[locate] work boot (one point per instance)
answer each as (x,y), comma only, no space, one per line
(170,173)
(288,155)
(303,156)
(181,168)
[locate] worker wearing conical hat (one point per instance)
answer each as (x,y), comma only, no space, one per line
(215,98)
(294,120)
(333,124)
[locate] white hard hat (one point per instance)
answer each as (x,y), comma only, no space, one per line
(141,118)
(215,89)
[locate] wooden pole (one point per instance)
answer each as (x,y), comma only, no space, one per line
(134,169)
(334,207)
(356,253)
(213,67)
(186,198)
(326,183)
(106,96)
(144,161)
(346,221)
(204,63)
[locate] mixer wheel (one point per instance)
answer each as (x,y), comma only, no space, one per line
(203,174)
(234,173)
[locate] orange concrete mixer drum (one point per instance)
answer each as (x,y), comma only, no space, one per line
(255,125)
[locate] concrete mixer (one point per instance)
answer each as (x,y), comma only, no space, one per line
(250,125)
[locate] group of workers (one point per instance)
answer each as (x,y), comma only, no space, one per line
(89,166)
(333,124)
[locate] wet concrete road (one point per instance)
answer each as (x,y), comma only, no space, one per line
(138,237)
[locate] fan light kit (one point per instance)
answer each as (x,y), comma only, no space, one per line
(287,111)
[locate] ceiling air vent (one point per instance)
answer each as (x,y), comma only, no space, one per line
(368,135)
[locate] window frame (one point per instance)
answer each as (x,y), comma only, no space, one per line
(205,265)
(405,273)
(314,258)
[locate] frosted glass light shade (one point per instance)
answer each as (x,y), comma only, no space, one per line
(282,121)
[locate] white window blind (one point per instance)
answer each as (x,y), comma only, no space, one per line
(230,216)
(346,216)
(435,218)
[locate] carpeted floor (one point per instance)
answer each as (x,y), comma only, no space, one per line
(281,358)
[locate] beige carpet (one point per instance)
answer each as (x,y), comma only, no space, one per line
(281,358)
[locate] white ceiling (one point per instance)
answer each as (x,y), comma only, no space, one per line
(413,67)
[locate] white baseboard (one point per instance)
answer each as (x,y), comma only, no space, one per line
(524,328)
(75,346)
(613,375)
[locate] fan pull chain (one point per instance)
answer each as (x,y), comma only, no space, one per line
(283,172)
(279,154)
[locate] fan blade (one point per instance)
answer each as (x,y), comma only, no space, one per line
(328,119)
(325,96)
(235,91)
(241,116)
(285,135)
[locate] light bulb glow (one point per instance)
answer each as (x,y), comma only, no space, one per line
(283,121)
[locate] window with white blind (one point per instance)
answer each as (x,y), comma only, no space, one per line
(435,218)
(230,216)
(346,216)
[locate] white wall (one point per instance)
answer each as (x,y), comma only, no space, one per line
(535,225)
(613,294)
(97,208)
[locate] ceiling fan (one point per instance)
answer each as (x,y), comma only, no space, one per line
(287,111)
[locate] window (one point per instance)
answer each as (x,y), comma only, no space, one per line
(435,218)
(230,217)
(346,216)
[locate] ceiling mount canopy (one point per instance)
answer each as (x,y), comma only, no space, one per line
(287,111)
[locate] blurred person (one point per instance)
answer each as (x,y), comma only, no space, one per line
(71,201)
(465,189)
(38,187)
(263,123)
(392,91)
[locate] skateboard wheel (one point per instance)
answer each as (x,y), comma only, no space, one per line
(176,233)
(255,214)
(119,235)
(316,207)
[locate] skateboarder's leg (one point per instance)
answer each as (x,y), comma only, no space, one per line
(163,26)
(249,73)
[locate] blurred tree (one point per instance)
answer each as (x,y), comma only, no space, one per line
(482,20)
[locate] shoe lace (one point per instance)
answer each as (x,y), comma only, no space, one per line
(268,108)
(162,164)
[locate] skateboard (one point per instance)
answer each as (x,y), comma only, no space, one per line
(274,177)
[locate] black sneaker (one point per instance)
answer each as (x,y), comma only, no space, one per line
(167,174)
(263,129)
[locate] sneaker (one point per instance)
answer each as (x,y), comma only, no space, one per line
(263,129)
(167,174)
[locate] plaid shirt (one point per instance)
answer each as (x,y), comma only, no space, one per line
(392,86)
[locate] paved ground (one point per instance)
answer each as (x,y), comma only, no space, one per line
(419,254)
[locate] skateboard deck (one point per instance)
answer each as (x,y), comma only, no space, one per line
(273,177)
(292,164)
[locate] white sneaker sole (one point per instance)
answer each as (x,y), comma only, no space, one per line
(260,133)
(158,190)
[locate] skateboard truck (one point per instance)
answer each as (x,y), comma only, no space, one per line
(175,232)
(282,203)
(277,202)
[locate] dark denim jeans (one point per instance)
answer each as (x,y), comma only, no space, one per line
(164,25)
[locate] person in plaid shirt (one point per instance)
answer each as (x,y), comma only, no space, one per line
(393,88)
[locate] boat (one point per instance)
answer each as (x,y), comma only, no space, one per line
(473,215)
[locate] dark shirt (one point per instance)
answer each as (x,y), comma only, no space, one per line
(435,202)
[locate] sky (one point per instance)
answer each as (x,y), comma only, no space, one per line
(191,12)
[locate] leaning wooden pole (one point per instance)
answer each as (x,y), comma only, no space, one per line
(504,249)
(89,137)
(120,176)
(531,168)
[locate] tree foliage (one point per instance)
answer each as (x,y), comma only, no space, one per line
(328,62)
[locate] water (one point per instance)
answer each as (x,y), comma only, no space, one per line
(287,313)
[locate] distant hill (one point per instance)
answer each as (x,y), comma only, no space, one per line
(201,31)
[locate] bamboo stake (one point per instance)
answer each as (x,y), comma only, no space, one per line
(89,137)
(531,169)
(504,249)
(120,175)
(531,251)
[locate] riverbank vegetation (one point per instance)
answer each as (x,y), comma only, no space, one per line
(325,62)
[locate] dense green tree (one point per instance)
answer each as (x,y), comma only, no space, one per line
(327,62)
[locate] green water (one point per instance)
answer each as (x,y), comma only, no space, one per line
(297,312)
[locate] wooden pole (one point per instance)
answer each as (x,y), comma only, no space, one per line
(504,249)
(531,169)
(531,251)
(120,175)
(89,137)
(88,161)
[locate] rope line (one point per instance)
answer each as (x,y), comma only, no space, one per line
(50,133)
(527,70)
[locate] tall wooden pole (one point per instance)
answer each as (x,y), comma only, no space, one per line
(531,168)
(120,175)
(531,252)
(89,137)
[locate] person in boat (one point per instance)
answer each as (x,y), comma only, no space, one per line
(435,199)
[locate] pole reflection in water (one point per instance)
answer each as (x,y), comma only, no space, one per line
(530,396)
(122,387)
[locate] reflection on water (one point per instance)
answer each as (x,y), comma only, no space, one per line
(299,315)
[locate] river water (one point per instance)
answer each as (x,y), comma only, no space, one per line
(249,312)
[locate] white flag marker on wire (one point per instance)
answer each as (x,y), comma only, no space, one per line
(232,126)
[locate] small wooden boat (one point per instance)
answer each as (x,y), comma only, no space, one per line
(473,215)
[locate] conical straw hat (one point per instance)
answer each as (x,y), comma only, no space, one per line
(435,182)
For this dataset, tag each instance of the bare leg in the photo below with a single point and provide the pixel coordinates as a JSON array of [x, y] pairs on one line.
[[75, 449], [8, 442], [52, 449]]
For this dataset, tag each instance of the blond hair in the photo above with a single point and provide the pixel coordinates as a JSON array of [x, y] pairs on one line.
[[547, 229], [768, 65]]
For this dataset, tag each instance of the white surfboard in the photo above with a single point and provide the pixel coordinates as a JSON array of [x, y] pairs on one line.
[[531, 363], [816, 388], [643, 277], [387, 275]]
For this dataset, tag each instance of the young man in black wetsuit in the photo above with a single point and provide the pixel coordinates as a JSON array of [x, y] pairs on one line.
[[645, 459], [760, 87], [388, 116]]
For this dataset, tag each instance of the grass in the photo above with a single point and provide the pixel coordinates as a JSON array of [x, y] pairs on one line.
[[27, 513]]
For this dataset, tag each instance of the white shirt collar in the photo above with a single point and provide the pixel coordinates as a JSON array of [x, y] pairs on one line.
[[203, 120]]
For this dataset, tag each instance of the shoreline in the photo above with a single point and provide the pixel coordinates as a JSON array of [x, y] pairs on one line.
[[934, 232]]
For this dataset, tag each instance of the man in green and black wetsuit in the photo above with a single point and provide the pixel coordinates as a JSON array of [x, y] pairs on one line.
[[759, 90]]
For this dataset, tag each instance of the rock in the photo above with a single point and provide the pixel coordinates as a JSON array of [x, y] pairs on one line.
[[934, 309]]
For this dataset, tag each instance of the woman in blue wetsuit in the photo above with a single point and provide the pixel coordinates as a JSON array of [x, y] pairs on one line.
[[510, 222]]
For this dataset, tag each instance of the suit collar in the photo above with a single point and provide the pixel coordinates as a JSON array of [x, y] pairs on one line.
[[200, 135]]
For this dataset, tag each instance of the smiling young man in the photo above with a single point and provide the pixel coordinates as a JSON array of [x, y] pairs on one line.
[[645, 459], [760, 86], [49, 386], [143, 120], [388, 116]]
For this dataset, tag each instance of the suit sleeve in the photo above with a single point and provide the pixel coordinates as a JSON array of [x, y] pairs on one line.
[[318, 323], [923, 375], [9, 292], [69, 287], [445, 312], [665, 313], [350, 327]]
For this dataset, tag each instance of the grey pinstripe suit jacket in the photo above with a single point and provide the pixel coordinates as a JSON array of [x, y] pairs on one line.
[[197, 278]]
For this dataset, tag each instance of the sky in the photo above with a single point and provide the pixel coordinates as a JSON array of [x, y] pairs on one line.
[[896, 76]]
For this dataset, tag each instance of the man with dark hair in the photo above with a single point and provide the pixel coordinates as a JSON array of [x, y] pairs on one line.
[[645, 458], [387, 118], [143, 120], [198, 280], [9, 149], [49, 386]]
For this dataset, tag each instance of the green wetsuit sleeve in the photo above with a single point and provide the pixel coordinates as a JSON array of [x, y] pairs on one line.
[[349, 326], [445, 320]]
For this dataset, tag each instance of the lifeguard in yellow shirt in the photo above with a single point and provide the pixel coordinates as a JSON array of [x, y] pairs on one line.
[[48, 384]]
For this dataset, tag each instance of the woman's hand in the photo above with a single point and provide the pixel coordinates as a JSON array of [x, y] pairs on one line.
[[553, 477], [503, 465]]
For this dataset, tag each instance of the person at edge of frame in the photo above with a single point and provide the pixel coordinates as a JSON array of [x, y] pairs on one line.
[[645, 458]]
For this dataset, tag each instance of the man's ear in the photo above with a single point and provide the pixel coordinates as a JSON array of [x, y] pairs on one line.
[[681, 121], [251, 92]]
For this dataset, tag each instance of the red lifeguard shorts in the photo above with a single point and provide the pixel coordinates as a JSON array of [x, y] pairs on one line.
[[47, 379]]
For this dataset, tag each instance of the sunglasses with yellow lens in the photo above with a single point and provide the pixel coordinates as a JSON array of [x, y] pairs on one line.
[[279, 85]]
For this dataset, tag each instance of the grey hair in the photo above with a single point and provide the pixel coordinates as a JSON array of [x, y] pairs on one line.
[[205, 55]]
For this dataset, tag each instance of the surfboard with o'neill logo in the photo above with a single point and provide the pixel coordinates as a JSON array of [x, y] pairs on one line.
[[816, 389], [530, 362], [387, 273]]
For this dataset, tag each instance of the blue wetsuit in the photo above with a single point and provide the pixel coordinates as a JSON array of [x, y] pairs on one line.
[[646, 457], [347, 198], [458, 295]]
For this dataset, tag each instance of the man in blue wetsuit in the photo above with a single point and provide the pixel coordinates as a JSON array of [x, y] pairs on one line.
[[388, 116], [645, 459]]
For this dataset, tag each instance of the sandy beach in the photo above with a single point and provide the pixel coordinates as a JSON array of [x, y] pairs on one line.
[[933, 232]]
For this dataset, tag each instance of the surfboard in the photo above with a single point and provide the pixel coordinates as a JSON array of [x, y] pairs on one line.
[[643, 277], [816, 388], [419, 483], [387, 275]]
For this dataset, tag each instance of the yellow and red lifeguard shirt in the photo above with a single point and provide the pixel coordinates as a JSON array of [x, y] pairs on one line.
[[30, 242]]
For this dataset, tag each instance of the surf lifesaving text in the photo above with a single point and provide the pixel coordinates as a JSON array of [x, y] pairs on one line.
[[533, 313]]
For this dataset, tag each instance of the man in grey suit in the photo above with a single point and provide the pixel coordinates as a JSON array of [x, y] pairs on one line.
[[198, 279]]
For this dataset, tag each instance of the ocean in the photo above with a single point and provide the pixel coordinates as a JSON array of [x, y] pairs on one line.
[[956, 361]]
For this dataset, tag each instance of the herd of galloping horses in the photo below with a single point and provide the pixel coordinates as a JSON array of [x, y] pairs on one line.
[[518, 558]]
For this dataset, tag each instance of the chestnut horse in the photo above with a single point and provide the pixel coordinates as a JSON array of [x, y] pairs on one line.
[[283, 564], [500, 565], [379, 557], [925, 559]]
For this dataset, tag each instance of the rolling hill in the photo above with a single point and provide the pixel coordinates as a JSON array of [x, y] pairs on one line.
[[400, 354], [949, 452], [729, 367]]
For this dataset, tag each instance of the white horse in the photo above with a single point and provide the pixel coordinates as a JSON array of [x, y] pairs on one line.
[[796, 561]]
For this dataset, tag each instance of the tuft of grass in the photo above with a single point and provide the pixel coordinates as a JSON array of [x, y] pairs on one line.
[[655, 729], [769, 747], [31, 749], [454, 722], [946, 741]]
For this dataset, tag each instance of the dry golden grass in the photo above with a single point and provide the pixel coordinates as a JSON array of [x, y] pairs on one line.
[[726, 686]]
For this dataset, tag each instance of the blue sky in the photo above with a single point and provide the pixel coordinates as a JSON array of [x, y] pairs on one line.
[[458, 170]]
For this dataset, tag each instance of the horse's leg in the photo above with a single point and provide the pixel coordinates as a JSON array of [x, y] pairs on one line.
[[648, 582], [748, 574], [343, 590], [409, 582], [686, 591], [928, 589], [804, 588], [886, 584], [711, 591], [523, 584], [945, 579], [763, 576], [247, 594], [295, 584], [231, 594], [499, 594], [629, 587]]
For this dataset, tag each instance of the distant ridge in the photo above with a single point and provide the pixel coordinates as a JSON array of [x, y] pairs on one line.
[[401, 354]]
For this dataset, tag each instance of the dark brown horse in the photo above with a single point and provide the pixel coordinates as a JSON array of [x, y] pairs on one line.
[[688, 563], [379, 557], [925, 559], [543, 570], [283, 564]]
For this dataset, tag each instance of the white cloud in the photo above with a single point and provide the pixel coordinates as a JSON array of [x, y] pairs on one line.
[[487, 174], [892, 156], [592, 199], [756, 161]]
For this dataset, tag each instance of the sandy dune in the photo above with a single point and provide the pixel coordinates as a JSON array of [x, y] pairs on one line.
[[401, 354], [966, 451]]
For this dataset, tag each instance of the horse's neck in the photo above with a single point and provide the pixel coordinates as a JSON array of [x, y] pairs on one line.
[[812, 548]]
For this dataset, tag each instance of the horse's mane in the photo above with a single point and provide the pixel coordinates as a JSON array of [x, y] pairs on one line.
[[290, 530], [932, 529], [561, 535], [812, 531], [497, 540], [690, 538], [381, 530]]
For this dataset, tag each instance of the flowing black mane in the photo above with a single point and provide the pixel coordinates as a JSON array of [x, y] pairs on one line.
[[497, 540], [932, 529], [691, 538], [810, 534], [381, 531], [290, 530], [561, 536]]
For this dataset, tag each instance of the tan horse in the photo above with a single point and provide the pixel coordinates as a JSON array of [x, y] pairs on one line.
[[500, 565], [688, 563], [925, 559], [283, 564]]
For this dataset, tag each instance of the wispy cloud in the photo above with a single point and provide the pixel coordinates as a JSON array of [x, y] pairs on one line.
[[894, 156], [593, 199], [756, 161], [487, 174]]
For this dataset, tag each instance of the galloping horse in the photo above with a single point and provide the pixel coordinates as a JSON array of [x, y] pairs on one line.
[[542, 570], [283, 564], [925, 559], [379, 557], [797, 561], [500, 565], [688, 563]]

....................

Set out the lines of the records above as a numbered list with any blank lines left out, beginning at the line that has "For this dataset, tag each instance of the flowing" and stopping after the line that has "530], [561, 536]]".

*Response to this exercise:*
1. For this dataset, tag each instance of the flowing black mane in the photo above with a single point and provide the pixel coordinates as a JSON array of [x, y] pairs on one line.
2. [[497, 540], [932, 529], [691, 538], [810, 534], [381, 531], [290, 530], [561, 536]]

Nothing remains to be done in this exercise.